Format the listing below as a numbered list, starting at the line that contains "Spot the whiteboard" and ending at the last line of the listing. Include both of those lines and leave out any blank lines.

++++++

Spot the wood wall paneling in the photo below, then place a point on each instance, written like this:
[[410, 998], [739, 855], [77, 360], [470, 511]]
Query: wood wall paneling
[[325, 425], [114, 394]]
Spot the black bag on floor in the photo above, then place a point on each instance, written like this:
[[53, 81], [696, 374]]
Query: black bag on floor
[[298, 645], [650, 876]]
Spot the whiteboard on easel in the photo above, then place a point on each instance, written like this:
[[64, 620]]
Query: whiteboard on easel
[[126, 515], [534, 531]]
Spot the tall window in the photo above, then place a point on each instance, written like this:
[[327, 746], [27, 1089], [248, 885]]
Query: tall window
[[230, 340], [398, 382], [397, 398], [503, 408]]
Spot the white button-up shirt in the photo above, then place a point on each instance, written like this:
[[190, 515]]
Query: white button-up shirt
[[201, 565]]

++++++

▶ Result for this task
1. Spot the whiteboard on easel in the photo above, then place a point on each instance, written like this:
2. [[64, 620]]
3. Query: whiteboard on easel
4. [[126, 515], [534, 531]]
5. Spot the tall window in the photo above, then place a point on each instance, written like this:
6. [[327, 746], [27, 1089], [248, 885]]
7. Query: tall window
8. [[230, 340], [398, 382], [397, 398], [503, 408]]
9. Spot the white button-up shirt in the photo above, then place a point on each instance, written like this:
10. [[190, 515]]
11. Query: white button-up shirt
12. [[201, 565]]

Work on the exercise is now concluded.